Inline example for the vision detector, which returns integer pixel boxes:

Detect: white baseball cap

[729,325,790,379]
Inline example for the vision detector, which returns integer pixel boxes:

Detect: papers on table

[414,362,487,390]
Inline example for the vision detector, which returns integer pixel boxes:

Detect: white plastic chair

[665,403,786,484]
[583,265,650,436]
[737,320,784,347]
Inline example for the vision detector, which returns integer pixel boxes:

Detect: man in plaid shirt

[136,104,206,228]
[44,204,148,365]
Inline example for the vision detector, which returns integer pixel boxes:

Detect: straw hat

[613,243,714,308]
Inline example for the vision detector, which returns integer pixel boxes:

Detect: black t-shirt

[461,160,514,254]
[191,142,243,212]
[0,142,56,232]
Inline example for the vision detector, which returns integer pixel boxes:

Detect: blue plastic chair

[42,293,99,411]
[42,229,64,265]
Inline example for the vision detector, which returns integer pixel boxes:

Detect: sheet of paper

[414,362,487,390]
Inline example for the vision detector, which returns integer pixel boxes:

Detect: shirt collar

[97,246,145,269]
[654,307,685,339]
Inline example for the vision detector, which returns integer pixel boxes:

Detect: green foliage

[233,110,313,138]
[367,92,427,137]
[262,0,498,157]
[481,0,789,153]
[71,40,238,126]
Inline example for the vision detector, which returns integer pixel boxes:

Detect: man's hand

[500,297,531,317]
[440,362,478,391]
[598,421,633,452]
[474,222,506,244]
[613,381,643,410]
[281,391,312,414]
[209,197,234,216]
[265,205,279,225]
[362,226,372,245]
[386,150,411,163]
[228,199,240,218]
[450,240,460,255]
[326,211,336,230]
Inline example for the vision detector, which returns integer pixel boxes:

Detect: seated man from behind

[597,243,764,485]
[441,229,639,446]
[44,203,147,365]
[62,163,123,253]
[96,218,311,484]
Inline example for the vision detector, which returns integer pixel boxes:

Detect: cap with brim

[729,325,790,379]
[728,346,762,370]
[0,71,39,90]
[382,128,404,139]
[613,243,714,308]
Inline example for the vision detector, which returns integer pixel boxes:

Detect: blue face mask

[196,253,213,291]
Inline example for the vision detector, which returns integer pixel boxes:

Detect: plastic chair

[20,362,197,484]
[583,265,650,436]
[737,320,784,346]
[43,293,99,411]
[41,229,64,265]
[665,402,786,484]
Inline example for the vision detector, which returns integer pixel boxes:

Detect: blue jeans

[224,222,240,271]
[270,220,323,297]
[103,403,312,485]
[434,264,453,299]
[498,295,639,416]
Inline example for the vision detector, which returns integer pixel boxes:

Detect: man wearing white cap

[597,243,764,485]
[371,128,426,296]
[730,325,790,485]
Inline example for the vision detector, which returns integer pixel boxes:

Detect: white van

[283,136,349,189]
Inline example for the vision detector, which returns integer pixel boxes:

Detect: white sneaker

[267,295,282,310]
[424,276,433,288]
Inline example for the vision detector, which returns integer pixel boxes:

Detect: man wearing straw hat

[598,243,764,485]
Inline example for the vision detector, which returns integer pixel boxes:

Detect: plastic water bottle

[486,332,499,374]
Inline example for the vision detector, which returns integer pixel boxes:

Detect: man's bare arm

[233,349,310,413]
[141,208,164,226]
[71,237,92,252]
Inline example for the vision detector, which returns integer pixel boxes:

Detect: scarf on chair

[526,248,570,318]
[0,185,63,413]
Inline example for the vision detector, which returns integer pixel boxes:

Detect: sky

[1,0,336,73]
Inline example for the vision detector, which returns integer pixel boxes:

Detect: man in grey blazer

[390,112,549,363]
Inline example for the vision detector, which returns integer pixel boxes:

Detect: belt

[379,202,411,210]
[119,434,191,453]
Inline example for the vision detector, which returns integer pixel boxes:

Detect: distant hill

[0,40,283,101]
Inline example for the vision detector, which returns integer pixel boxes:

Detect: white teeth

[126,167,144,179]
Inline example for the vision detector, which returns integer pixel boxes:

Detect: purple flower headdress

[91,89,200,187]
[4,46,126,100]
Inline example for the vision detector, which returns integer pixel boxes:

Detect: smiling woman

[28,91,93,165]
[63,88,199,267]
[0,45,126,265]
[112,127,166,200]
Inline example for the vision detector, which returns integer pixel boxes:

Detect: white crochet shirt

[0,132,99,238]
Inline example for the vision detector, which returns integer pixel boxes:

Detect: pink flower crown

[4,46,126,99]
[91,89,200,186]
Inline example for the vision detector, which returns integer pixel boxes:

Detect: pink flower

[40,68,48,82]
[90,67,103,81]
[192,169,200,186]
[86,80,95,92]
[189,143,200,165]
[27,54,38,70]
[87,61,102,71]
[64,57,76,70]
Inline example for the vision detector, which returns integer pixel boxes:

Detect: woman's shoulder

What the task asks
Word for word, restate all of the entries.

Exercise output
Inline example for the vision detector, which returns integer pixel boxes:

Detect: white baseball cap

[729,325,790,379]
Inline example for the vision detector, which returns integer pixel boxes:

Detect: papers on table

[414,362,487,390]
Inline example for the vision detector, which returns integer pixel boxes:

Detect: white plastic chair

[665,403,786,484]
[583,265,650,436]
[737,320,784,347]
Inline example for the vision detector, which returns integer pixel boxes:

Detect: man in plaid shirt

[136,104,206,228]
[44,204,148,365]
Inline example for the vision detector, which returns integer pixel boxes:

Detect: straw hat

[613,243,714,308]
Inline example for the vision detector, which returns integer pixel boxes:

Detect: black t-shirt

[461,160,514,254]
[191,142,243,212]
[0,142,56,232]
Inline example for the vision detector, which returns integer pixel boxes:

Detect: blue plastic chair

[42,293,99,411]
[42,229,64,265]
Inline example for the vision detector, which returns integer pixel boxes:

Detect: sheet of paper

[414,362,487,390]
Inline example for the vision detector, which returns integer pixel boxes:

Detect: shirt collar

[97,246,145,269]
[654,307,685,339]
Inline example for the vision detector, which returns integer pixel boxes:

Detect: green foliage

[233,110,313,138]
[367,92,427,137]
[262,0,498,157]
[481,0,789,153]
[71,40,238,126]
Inline example for the vision detector, which returns integer pixel boxes:

Detect: man's hand

[500,297,531,317]
[440,362,478,391]
[598,421,633,452]
[474,222,506,244]
[613,381,643,410]
[281,391,312,414]
[209,197,234,216]
[265,205,279,225]
[362,226,372,245]
[386,150,411,163]
[228,199,240,218]
[450,240,460,255]
[326,211,336,230]
Inline example for the vision detector, which returns integer pixel boxes:

Detect: seated man from behind

[597,243,764,485]
[441,229,639,446]
[44,203,147,365]
[62,163,123,253]
[96,218,311,484]
Inline example for the vision detector, which returns integer pixel boxes:

Detect: cap with brim

[729,325,790,379]
[728,346,762,370]
[0,71,39,90]
[382,128,404,139]
[613,243,714,308]
Inline example for the vision detector, which returns integer pixel boxes:

Detect: blue face mask

[196,253,213,291]
Inline example for the vision detector, which returns integer pixel boxes:

Detect: plastic chair

[20,362,197,484]
[583,265,650,436]
[737,320,784,346]
[43,293,99,411]
[41,229,64,265]
[665,402,786,484]
Inline example for the vision detector, which returns integer pixel boxes:

Detect: blue jeans

[224,222,240,271]
[270,220,323,297]
[103,403,312,485]
[434,264,453,299]
[498,295,639,416]
Inline example for the vision detector, which returns integer pixel boxes:

Detect: man wearing white cap

[597,243,764,485]
[371,128,426,296]
[730,325,790,485]
Inline example for the vision detector, which returns integer pixel boxes:

Detect: white van

[283,136,349,189]
Inline example for the vision detector, which returns integer pixel boxes:

Detect: white sneaker

[267,295,282,310]
[424,276,433,288]
Inline example for the vision detector, which returns integer pixel boxes:

Detect: man wearing straw hat

[598,243,764,485]
Inline example for the vision detector, which returns integer pixel boxes:

Detect: plastic water bottle

[486,332,499,374]
Inline example for the vision detector, which returns integer pixel boxes:

Detect: man's bare arm

[233,349,310,413]
[141,208,164,226]
[71,237,92,252]
Inline example for the vision detector, which returns integer pixel boxes:

Detect: scarf on chair

[526,248,570,318]
[0,185,63,413]
Inline example for the vision detector, which returns integer pixel boxes:

Detect: sky

[1,0,336,73]
Inline example for the vision detector, which returns integer pixel boxes:

Detect: man in grey blazer

[390,112,549,363]
Inline example for the vision detector, which returns integer pixel boxes:

Detect: belt

[379,202,411,210]
[119,434,191,453]
Inline example for the vision detector, which returns integer pixel boxes:

Detect: distant hill

[0,40,283,101]
Inline example for the vision detector, which returns integer pixel boxes:

Detect: white teeth

[126,167,144,179]
Inline example for the vision detector, which returns integer pixel boxes:

Detect: purple flower headdress

[91,89,200,187]
[4,46,126,100]
Inline example for the vision detector, which returns integer pixel boxes:

Detect: smiling woman

[28,91,93,165]
[63,88,199,267]
[0,45,126,265]
[112,127,166,200]
Inline example for the vision detector, which returns integer pixel boxes:

Detect: white crochet shirt

[0,132,99,238]
Inline example for the vision detector, which returns integer pixel boxes:

Detect: pink flower crown

[4,46,126,99]
[91,89,200,186]
Inline example for the vision detector, which returns integer pixel boxes:

Detect: pink flower

[40,68,48,82]
[90,67,103,81]
[192,169,200,186]
[86,80,95,92]
[189,143,200,165]
[27,54,38,70]
[87,61,102,71]
[64,57,76,70]
Inline example for the vision detector, which returns integer pixel boxes:

Detect: woman's shoulder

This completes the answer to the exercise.